WHAT TO WORK ON:
Could you restate word for word only the lines below from the one holding "Confirm that each instance of the computer mouse" to the one holding "Confirm that each instance of the black office", inclusive, and leave out the pictures?

------------------------------------

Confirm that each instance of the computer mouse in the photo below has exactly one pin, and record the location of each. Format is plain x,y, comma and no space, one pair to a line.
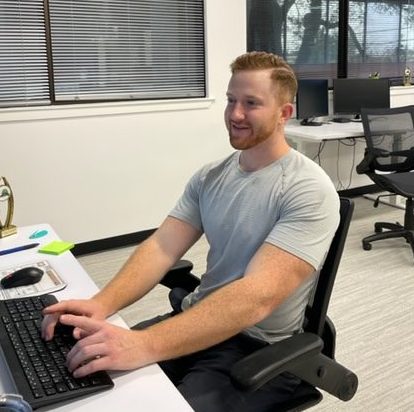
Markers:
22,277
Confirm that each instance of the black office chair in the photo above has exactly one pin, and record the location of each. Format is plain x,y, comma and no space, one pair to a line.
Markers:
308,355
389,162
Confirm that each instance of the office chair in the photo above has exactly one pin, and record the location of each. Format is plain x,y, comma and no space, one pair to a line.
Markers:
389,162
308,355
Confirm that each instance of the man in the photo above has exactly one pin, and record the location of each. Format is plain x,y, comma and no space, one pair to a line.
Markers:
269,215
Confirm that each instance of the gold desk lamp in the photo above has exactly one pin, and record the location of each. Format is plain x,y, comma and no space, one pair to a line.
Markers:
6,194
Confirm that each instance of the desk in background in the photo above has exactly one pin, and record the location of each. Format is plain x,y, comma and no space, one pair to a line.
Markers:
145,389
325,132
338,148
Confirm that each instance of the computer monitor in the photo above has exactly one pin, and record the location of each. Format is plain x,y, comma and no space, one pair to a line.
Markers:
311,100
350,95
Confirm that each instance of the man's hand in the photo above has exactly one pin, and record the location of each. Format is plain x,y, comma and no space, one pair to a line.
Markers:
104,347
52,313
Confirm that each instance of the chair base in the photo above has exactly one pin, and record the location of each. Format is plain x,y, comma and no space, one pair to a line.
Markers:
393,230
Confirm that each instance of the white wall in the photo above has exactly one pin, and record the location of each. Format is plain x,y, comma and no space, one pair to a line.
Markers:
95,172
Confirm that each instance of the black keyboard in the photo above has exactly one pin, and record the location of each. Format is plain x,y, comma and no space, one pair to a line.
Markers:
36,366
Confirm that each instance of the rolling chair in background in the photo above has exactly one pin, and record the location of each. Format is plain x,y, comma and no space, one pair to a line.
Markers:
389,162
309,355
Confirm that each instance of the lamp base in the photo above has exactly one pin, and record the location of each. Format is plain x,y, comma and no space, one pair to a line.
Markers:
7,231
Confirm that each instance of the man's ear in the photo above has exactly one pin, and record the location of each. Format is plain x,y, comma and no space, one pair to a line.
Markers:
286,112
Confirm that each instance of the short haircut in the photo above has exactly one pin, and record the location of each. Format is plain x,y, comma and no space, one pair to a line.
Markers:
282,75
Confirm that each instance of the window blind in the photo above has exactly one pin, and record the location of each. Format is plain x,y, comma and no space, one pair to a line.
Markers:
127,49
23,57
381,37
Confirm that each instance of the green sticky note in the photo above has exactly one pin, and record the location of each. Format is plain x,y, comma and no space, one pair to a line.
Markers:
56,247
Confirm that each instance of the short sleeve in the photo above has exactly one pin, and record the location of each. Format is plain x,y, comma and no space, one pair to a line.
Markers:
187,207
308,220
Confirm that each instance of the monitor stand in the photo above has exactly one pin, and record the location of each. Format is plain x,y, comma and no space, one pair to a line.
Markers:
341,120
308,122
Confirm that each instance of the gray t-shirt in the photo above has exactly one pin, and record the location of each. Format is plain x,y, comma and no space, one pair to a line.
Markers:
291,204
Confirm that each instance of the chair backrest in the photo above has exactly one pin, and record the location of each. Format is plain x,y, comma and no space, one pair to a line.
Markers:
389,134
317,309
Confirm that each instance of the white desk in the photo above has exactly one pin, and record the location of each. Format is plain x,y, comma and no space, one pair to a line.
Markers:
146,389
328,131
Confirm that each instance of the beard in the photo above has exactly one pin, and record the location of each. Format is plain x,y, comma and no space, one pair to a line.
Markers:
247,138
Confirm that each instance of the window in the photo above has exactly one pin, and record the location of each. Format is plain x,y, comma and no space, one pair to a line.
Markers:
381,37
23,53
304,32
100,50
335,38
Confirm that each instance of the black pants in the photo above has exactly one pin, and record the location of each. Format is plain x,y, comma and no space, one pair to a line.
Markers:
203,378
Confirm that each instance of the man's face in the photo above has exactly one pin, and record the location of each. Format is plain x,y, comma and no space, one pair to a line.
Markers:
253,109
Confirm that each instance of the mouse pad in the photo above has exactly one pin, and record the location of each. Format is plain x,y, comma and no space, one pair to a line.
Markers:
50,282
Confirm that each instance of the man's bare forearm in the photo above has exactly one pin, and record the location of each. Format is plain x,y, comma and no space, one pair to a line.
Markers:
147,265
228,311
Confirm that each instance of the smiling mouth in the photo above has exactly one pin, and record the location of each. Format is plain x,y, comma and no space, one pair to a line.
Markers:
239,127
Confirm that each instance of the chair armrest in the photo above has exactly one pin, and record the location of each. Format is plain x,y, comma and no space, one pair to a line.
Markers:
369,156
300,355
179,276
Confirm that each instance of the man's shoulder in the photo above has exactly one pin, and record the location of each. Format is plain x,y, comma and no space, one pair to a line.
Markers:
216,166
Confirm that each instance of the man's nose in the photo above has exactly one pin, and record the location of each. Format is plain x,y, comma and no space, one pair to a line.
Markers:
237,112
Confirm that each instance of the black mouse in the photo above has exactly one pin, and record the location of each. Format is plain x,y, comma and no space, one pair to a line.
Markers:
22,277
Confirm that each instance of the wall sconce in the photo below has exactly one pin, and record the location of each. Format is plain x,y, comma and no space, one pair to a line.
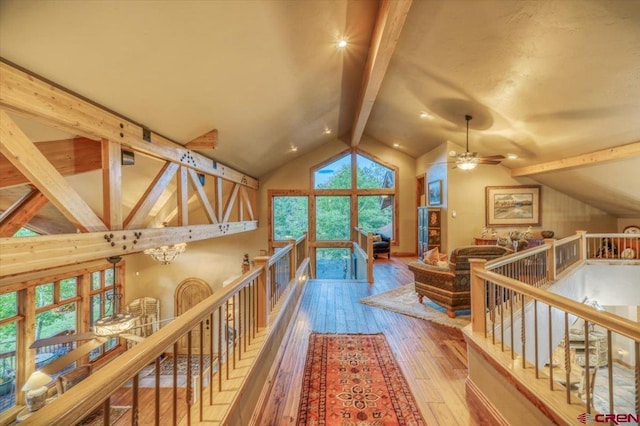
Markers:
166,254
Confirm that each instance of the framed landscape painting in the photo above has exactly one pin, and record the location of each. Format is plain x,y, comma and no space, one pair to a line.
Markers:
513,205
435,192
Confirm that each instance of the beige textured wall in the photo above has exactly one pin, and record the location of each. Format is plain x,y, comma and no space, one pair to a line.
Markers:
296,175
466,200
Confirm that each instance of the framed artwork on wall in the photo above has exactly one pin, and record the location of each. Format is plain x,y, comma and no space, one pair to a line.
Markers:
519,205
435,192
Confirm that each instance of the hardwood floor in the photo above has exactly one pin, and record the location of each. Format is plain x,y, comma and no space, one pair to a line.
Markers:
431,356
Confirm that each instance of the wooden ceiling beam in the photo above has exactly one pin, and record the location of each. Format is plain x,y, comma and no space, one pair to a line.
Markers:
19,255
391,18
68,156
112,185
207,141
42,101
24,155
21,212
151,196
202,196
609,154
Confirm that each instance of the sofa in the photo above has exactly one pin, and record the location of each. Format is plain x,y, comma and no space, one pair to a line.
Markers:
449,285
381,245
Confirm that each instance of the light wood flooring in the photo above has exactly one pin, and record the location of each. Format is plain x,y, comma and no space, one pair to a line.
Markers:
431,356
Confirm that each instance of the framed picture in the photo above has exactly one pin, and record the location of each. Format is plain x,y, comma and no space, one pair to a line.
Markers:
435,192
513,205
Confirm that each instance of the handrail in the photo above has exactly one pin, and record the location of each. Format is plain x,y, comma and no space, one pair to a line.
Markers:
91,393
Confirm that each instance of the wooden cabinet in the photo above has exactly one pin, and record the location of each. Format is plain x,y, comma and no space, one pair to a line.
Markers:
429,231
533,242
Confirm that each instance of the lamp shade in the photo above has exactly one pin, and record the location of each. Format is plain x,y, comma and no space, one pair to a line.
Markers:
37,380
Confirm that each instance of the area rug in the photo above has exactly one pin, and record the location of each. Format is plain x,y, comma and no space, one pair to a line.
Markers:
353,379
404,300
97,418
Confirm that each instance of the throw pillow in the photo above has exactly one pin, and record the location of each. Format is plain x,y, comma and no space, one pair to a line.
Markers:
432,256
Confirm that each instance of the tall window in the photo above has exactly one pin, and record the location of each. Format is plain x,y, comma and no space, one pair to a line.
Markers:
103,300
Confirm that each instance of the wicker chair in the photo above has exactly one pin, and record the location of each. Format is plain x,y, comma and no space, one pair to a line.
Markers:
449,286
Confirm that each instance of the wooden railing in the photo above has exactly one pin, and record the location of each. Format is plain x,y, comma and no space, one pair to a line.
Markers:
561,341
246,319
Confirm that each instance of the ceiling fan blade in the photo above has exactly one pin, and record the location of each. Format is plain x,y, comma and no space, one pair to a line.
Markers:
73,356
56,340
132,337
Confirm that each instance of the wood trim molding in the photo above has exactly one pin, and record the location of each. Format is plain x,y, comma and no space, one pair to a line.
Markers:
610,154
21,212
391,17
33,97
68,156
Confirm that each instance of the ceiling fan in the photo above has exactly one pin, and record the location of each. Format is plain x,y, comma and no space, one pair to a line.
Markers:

------------------------------------

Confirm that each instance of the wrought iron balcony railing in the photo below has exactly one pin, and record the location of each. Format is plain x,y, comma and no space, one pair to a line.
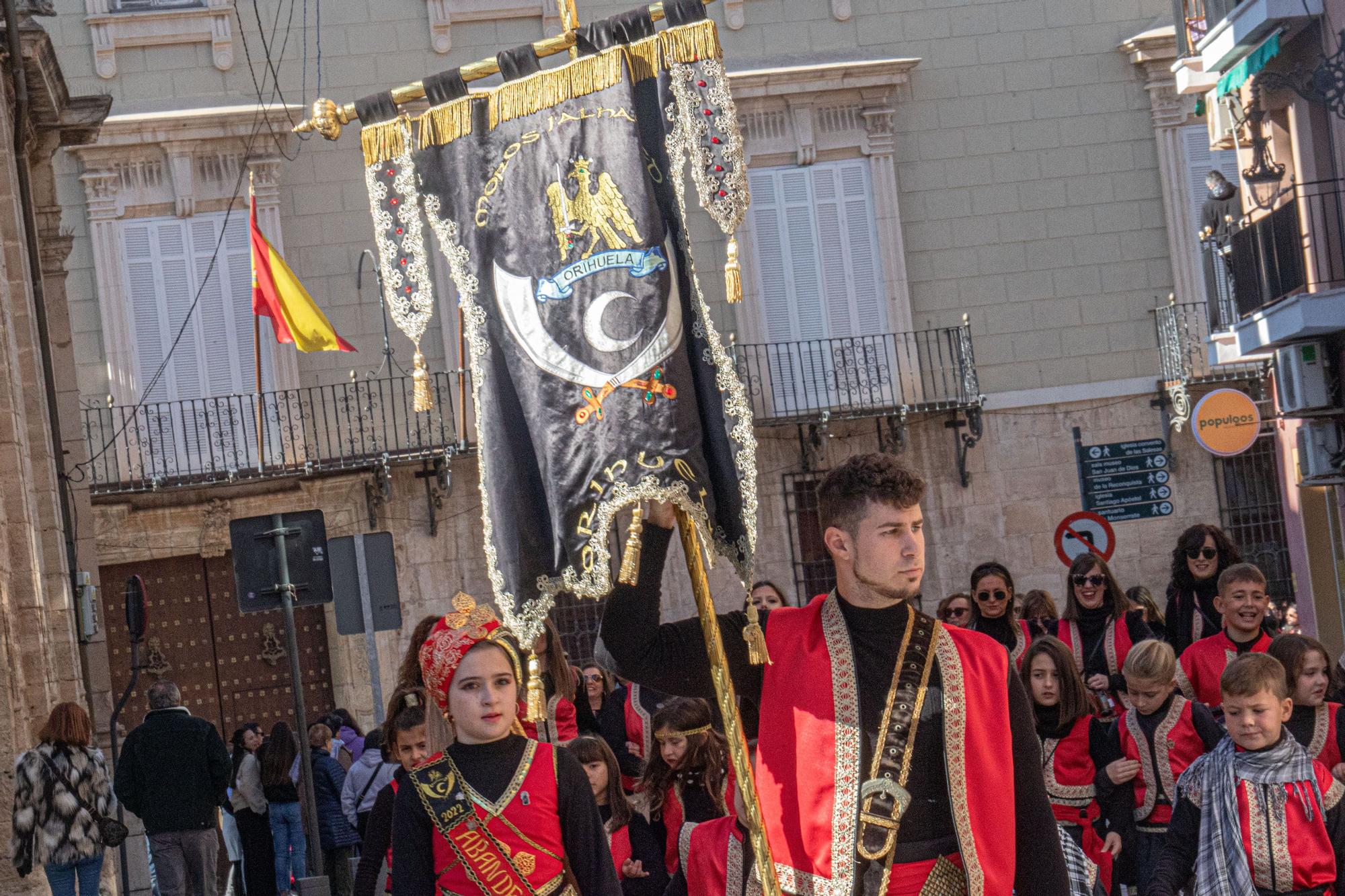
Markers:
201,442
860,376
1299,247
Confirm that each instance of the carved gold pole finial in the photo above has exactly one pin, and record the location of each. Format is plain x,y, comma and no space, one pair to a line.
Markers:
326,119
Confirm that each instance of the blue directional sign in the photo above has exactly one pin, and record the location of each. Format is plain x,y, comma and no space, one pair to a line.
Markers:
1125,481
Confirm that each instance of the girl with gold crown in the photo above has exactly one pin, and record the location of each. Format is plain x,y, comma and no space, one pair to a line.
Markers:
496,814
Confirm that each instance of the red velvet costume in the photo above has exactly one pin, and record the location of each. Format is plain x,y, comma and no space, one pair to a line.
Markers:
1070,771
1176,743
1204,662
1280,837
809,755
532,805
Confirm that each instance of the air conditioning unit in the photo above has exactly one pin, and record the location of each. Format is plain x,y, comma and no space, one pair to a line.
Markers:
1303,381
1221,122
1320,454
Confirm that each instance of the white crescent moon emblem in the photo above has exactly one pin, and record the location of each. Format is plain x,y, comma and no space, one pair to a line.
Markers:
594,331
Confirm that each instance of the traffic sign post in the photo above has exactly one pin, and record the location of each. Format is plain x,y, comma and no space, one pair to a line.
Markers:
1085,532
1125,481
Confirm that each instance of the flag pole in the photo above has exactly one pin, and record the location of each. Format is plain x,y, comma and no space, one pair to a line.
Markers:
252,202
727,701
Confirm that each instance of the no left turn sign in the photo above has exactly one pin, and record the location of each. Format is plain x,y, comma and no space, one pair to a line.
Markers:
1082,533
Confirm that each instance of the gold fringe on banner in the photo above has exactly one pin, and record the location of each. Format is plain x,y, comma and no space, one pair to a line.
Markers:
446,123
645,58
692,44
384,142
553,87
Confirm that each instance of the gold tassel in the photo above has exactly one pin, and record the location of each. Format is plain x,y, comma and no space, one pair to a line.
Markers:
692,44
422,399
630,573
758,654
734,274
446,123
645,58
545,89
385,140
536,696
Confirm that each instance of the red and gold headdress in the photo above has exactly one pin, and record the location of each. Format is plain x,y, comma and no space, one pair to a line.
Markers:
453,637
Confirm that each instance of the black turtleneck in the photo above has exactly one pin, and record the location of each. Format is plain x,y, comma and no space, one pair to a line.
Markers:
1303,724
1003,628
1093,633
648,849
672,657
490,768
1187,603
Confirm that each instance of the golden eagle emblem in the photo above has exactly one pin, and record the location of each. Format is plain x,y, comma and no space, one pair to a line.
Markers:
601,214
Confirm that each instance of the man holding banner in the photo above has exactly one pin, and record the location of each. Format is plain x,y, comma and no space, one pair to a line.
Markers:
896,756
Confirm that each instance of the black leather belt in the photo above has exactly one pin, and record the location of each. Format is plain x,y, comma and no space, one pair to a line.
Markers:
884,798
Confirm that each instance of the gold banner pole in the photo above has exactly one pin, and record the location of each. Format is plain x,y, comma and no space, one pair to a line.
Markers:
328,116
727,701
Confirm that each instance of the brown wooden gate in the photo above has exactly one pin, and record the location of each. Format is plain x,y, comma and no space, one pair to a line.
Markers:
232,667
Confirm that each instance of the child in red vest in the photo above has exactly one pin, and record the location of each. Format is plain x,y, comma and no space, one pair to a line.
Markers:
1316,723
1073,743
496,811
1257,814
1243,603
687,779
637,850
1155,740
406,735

------------------------------------

RESULT BELOW:
Confirm that each instance of the computer mouse in the photo below has exactly one pin, and record the location of each. Format is plain x,y, comma and no space, one pair to a line.
Markers:
22,277
Confirm that each instance of the black office chair in the photo above has exactly one pin, and record the location of each. Format is plain x,y, comma and no space, one pair to a line.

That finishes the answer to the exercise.